Objectif de la tâche:
Poursuivez l'article ci-dessous sur les crimes contre l'humanité commis à Deraa, en reprenant juste après sa dernière phrase.

Extrait du document:
# # # # #
4 000 articles et documents

Rechercher
Fermer ce champ de recherche.
Édition du 15 novembre au 1er décembre 2024

Syrie : crimes contre l’humanité à Deraa

Après plus de deux mois de manifestations dans toutes les villes de Syrie pour dénoncer la dictature et la corruption du régime de Bachar Al-Assad, celui-ci ne parvient à se maintenir en place que par le recours systématique à la terreur – les forces de sécurité tuant et torturant leurs propres concitoyens. C'est ce qu'illustrent les témoignages rendus publics par Human Rights Watch le 1er juin 2011 que nous reprenons ci-dessous. Vous trouverez à la suite un message de la présidente de la FIDH.

Une vidéo de Human Rights Watch :

Syrie : Crimes contre l’humanité à Deraa

Meurtres et actes de torture, dans une ville assiégée et soumise à un blocus.

Human Rights Watch, le 1er juin 2011

(New York, le 1er juin 2011) – Les exécutions et les actes de torture systématiques commis par les forces de sécurité syriennes à Deraa depuis le début des manifestations dans cette ville le 18 mars 2011, laissent fortement penser qu’il s’agit véritablement là de crimes contre l’humanité, a déclaré Human Rights Watch dans un rapport publié aujourd’hui.

Le rapport de 57 pages, «We’ve Never Seen Such Horror» : Crimes against Humanity in Daraa (« Nous n’avons jamais vu pareille horreur» : Crimes contre l’humanité à Deraa), s’appuie sur plus de 50 entretiens menés auprès de victimes et témoins d’exactions. Ce rapport étudie les exactions commises dans le gouvernorat de Deraa, où ont eu lieu certaines des pires violences après que des manifestations réclamant davantage de libertés ont commencé dans diverses parties du pays. Les détails de ces violences ont été largement ignorés du fait du blocus imposé sur les informations par les autorités syriennes. Les victimes et les témoins interrogés par Human Rights Watch ont fait état de meurtres, de passages à tabac, de tortures au moyen de chocs électriques et de détentions de personnes réclamant des soins médicaux, commis de façon systématique.

« Depuis plus de deux mois maintenant, les forces de sécurité syriennes torturent et tuent leurs propres concitoyens en totale impunité », a déclaré Sarah Leah Whitson, directrice de la division Moyen Orient à Human Rights Watch. « Elles doivent mettre fin à ces agissements – et si elles refusent de le faire, il est de la responsabilité du Conseil de sécurité des Nations Unies de veiller à ce que les auteurs de ces exactions soient traduits en justice. »
# # # # #
Données fournies:
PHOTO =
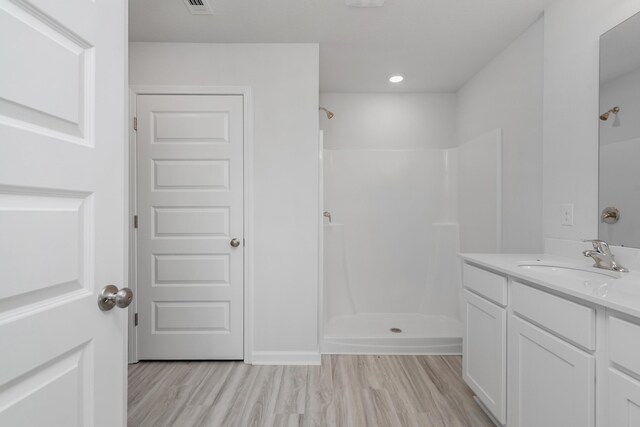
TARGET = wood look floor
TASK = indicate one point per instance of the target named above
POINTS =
(350, 391)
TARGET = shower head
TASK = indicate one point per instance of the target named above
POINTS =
(327, 112)
(605, 116)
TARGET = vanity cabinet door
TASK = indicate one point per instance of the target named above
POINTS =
(624, 400)
(551, 383)
(484, 353)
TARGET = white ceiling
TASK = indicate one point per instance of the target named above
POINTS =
(437, 44)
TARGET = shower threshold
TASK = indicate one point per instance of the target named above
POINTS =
(392, 333)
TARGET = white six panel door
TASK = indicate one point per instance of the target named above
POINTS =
(62, 145)
(190, 208)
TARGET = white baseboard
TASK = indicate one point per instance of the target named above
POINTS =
(285, 358)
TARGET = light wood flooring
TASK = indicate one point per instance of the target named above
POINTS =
(350, 391)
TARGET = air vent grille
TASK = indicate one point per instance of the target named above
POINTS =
(198, 7)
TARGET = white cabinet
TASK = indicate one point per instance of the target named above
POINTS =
(624, 355)
(484, 348)
(551, 382)
(531, 353)
(624, 400)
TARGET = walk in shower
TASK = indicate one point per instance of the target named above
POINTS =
(391, 276)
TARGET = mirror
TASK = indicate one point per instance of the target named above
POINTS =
(619, 183)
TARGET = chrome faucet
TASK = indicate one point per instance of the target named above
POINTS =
(601, 254)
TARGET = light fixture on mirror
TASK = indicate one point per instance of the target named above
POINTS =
(605, 116)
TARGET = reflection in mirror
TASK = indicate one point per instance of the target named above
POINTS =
(619, 188)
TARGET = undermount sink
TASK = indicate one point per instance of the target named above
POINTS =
(568, 270)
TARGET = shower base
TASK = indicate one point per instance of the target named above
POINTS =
(370, 333)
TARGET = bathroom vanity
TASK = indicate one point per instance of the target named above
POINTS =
(550, 341)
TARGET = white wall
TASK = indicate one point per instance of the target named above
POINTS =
(507, 94)
(284, 79)
(570, 134)
(389, 121)
(619, 155)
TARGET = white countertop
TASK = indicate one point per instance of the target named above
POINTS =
(621, 294)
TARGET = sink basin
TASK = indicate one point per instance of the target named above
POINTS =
(569, 271)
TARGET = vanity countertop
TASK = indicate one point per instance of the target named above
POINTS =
(621, 294)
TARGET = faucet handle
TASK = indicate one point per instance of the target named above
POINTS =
(599, 245)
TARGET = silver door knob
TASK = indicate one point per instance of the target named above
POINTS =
(110, 296)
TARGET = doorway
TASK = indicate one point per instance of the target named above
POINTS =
(189, 226)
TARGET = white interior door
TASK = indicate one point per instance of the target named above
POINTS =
(189, 152)
(62, 144)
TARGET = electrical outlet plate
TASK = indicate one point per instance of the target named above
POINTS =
(566, 214)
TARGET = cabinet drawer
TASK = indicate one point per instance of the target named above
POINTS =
(575, 322)
(490, 285)
(624, 344)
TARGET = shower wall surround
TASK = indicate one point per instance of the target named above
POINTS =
(391, 281)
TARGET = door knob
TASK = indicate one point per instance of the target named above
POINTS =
(110, 296)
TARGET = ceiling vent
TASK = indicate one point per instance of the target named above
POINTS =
(198, 7)
(364, 3)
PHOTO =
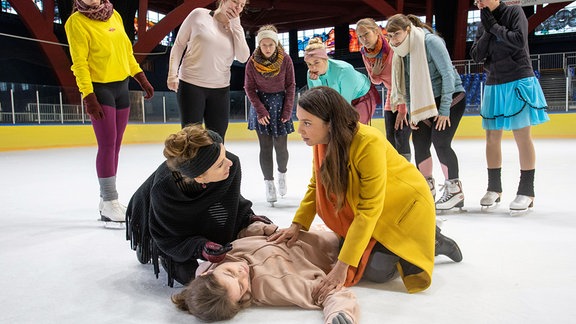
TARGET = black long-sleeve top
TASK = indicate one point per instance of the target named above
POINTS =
(184, 216)
(504, 47)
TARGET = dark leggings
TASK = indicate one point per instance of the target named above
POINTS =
(399, 138)
(114, 98)
(279, 144)
(426, 135)
(198, 104)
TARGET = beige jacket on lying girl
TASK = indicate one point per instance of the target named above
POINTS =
(282, 276)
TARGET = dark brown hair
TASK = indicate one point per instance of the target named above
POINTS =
(402, 22)
(184, 145)
(328, 105)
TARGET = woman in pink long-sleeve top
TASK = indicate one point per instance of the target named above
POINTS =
(258, 272)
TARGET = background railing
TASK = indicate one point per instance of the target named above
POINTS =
(39, 104)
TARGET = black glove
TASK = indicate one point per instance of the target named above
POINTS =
(487, 18)
(215, 252)
(144, 84)
(93, 107)
(260, 218)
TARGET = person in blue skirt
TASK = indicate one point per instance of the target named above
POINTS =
(513, 98)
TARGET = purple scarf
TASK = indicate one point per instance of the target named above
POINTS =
(102, 12)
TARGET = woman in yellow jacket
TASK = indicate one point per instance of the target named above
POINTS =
(102, 62)
(377, 201)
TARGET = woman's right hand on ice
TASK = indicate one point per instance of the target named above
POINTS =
(401, 120)
(334, 280)
(313, 76)
(288, 235)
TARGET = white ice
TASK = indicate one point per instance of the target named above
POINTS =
(59, 265)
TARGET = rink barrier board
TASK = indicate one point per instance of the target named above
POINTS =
(27, 137)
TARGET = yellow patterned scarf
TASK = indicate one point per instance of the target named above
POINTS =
(268, 67)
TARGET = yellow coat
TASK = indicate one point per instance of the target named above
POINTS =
(100, 50)
(390, 201)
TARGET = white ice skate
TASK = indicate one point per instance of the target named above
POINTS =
(490, 200)
(521, 205)
(452, 196)
(270, 192)
(112, 213)
(282, 188)
(432, 186)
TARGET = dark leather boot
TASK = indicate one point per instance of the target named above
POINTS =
(446, 246)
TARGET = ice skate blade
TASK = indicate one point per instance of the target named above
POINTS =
(519, 212)
(113, 225)
(110, 224)
(455, 210)
(492, 207)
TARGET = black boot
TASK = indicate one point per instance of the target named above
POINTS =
(446, 246)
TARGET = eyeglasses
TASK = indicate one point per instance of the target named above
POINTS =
(393, 35)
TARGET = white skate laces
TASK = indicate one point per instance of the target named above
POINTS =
(452, 195)
(270, 192)
(282, 189)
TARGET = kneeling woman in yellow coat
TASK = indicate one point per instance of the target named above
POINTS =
(367, 193)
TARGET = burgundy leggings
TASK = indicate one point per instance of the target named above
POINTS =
(114, 99)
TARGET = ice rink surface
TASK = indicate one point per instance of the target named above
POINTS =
(59, 265)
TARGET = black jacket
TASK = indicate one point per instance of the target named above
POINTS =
(504, 47)
(182, 217)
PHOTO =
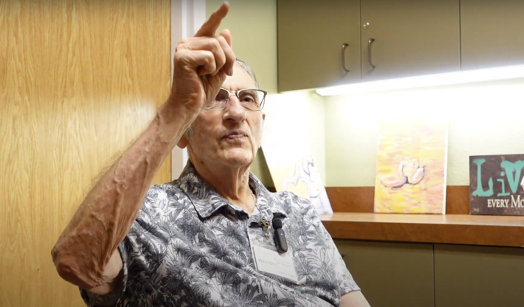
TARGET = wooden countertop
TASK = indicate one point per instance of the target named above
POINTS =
(451, 228)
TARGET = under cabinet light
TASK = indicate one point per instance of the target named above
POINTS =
(453, 78)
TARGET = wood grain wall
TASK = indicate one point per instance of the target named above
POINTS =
(79, 80)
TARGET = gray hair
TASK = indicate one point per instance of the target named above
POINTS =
(249, 71)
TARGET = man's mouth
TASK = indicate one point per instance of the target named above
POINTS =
(234, 135)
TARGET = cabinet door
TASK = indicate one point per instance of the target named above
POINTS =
(310, 38)
(492, 33)
(478, 276)
(391, 274)
(411, 37)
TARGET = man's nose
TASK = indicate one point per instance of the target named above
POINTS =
(234, 109)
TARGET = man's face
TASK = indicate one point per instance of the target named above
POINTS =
(230, 137)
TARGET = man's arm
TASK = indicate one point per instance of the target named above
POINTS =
(86, 254)
(353, 299)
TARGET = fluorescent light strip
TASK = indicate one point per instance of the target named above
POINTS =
(460, 77)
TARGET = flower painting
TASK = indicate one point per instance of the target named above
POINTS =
(411, 167)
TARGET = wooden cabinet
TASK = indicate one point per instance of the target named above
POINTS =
(440, 275)
(310, 38)
(491, 33)
(478, 276)
(409, 38)
(391, 274)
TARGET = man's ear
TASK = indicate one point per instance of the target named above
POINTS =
(182, 143)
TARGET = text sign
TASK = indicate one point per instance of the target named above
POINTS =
(496, 184)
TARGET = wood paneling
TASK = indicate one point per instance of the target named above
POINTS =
(79, 80)
(360, 199)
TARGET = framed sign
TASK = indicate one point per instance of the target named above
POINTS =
(496, 185)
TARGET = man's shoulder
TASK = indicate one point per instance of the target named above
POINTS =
(164, 197)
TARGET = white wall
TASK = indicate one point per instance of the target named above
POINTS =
(484, 118)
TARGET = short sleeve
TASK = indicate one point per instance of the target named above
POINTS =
(111, 298)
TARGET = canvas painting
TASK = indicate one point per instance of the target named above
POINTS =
(496, 184)
(411, 167)
(298, 175)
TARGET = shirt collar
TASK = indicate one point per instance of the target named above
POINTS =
(207, 201)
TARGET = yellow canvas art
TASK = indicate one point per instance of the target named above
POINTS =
(411, 167)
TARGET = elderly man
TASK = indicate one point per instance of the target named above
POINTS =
(215, 236)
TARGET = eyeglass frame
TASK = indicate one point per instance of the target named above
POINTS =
(236, 93)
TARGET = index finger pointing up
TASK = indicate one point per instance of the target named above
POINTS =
(211, 25)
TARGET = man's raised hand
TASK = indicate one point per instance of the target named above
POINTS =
(202, 63)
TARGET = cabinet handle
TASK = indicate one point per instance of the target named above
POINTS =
(344, 46)
(371, 40)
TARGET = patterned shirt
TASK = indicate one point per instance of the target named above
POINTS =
(191, 247)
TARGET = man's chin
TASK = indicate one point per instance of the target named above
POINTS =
(237, 157)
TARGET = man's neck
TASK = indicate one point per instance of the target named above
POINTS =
(230, 183)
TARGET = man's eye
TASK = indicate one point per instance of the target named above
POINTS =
(248, 99)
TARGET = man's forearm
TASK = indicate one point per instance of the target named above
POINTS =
(106, 214)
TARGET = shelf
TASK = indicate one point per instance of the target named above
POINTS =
(423, 228)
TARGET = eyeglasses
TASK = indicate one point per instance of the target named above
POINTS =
(251, 99)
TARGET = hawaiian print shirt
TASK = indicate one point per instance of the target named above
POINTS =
(190, 247)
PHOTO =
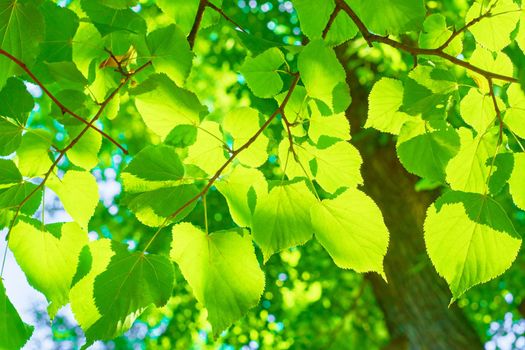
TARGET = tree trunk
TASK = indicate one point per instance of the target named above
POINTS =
(415, 299)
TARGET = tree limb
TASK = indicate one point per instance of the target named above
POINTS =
(59, 104)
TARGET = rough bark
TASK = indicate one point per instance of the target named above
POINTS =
(415, 300)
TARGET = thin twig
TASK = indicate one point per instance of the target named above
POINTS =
(197, 23)
(417, 51)
(60, 105)
(331, 20)
(234, 154)
(62, 153)
(225, 16)
(496, 109)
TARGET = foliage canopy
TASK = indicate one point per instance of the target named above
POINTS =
(279, 158)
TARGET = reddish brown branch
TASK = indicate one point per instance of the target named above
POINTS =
(60, 105)
(73, 142)
(197, 23)
(279, 110)
(416, 51)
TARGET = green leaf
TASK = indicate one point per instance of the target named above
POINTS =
(156, 185)
(337, 166)
(242, 123)
(435, 33)
(78, 192)
(108, 20)
(342, 30)
(21, 32)
(335, 126)
(221, 269)
(87, 46)
(469, 170)
(16, 101)
(163, 105)
(10, 136)
(118, 287)
(383, 106)
(184, 12)
(9, 173)
(469, 239)
(282, 218)
(477, 110)
(351, 228)
(94, 260)
(33, 153)
(295, 165)
(390, 17)
(516, 184)
(152, 208)
(153, 167)
(208, 150)
(56, 251)
(420, 100)
(491, 62)
(61, 25)
(261, 73)
(130, 283)
(12, 197)
(85, 152)
(242, 188)
(494, 31)
(514, 116)
(67, 75)
(313, 16)
(321, 73)
(170, 53)
(14, 333)
(425, 151)
(296, 110)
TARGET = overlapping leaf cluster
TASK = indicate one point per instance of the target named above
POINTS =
(457, 116)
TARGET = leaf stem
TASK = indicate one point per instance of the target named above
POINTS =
(370, 38)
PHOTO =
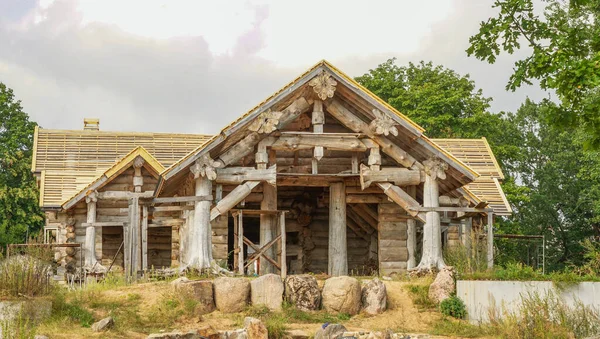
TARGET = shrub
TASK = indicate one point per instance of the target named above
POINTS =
(453, 307)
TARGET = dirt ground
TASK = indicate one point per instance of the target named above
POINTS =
(402, 315)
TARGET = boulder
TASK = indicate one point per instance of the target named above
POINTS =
(296, 334)
(443, 286)
(200, 290)
(330, 331)
(175, 335)
(231, 294)
(342, 295)
(267, 290)
(103, 325)
(374, 297)
(303, 292)
(255, 329)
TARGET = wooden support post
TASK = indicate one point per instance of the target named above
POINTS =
(240, 223)
(338, 251)
(318, 119)
(431, 257)
(490, 240)
(90, 232)
(411, 240)
(283, 246)
(268, 225)
(144, 237)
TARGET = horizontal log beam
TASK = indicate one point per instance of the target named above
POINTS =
(331, 141)
(403, 199)
(347, 118)
(399, 176)
(237, 175)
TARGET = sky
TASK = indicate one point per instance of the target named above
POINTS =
(193, 66)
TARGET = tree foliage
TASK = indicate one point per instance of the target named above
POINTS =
(563, 41)
(443, 102)
(19, 209)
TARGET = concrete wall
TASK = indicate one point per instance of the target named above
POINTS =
(505, 296)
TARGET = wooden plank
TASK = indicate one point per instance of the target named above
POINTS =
(194, 198)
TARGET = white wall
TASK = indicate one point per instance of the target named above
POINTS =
(482, 296)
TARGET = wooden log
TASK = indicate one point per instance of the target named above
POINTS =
(398, 176)
(268, 224)
(232, 199)
(338, 252)
(332, 141)
(403, 199)
(346, 117)
(237, 175)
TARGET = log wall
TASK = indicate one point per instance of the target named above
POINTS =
(392, 235)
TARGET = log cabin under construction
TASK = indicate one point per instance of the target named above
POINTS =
(323, 176)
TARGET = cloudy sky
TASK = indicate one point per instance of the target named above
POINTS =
(193, 66)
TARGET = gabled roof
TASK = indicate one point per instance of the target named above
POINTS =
(478, 155)
(69, 160)
(150, 163)
(420, 142)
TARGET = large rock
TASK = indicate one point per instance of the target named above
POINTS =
(103, 325)
(231, 294)
(330, 331)
(200, 290)
(342, 295)
(267, 290)
(374, 297)
(175, 335)
(443, 286)
(303, 292)
(255, 329)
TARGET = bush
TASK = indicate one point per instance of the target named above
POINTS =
(453, 307)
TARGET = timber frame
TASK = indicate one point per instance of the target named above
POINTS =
(323, 176)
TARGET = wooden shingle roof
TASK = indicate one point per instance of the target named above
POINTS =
(477, 154)
(69, 160)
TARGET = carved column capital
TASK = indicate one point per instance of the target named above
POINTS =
(383, 124)
(323, 85)
(265, 122)
(138, 162)
(91, 197)
(205, 167)
(436, 168)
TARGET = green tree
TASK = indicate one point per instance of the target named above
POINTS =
(19, 209)
(563, 41)
(443, 102)
(557, 190)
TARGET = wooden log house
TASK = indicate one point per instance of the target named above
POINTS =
(323, 176)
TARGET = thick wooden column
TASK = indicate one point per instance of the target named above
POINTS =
(90, 231)
(432, 236)
(268, 225)
(411, 240)
(199, 240)
(338, 251)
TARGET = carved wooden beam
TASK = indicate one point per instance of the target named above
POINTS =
(233, 198)
(331, 141)
(347, 118)
(323, 85)
(237, 175)
(399, 176)
(246, 145)
(403, 199)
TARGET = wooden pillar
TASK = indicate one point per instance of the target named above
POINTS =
(200, 240)
(411, 230)
(90, 231)
(432, 237)
(490, 240)
(338, 251)
(268, 225)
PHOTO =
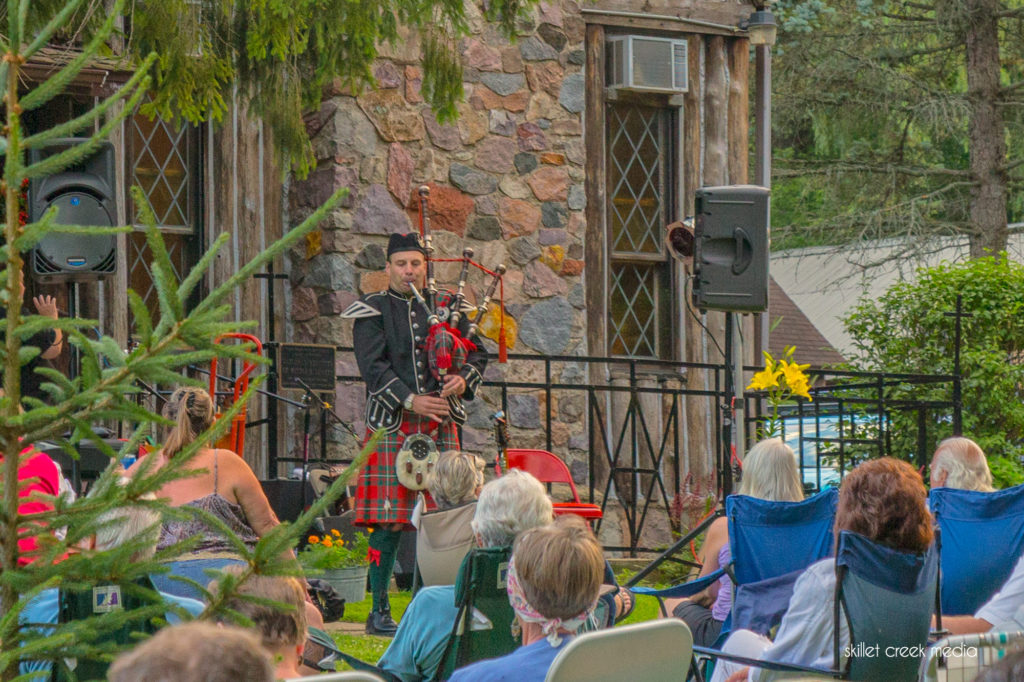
# # # # #
Votre réponse:
Le gouvernement syrien devrait prendre des mesures immédiates pour faire cesser le recours excessif à la force létale par les forces de sécurité, a insisté Human Rights Watch. Le Conseil de sécurité des Nations Unies devrait imposer des sanctions et faire pression sur la Syrie pour exiger des comptes et, en cas de réponse insuffisante, déférer la Syrie à la Cour pénale internationale.

Les manifestations ont éclaté à Deraa en réaction à la détention et à la torture de 15 enfants accusés d’avoir peint sur les murs des mots d’ordre appelant à la chute du gouvernement. En retour et depuis lors, les forces de sécurité ont à maintes reprises et systématiquement ouvert le feu sur des manifestants essentiellement pacifiques. Les forces de sécurité ont tué au moins 418 personnes dans le seul gouvernorat de Deraa, et plus de 887 autres dans toute la Syrie, selon des militants locaux qui ont établi une liste des personnes tuées. Les chiffres exacts sont impossibles à vérifier.

Des témoins de Deraa interrogés par Human Rights Watch ont fourni des récits concordants faisant état de l’utilisation par les forces de sécurité d’une force létale contre les manifestants et les passants, dans la plupart des cas sans sommation ni aucune tentative de disperser les manifestants par des moyens non-violents. Des membres de divers services des mukhabarat (services de sécurité) ainsi que de nombreux tireurs positionnés sur les toits ont pris délibérément pour cible les manifestants, et nombre des victimes présentaient des blessures mortelles à la tête, le cou et la poitrine. Human Rights Watch a documenté un certain nombre de cas où les forces de sécurité participant aux opérations contre les manifestants à Deraa et dans d’autres villes avaient reçu de la part de leurs commandants des ordres de « tirer pour tuer ».

Voici certains des incidents les plus meurtriers documentés par Human Rights Watch :

  • Une attaque contre la mosquée d’Omari, qui servait de point de rassemblement pour les manifestants et d’hôpital de fortune pour les manifestants blessés, et des attaques contre les manifestations consécutives du 23 au 25 mars, qui ont fait plus de 30 morts parmi les manifestants ;
  • Des attaques contre les participants à deux manifestations le 8 avril, qui ont fait au moins 25 morts ;
  • Des attaques au cours d’une manifestation et d’un cortège funèbre dans la ville d’Izraa les 22 et 23 avril, faisant au moins 34 morts ;
  • Des meurtres lors du blocus de Deraa et des localités voisines à partir du 25 avril, et lors d’une tentative des habitants de villes voisines pour briser le siège le 29 avril, qui ont fait jusqu’à 200 morts.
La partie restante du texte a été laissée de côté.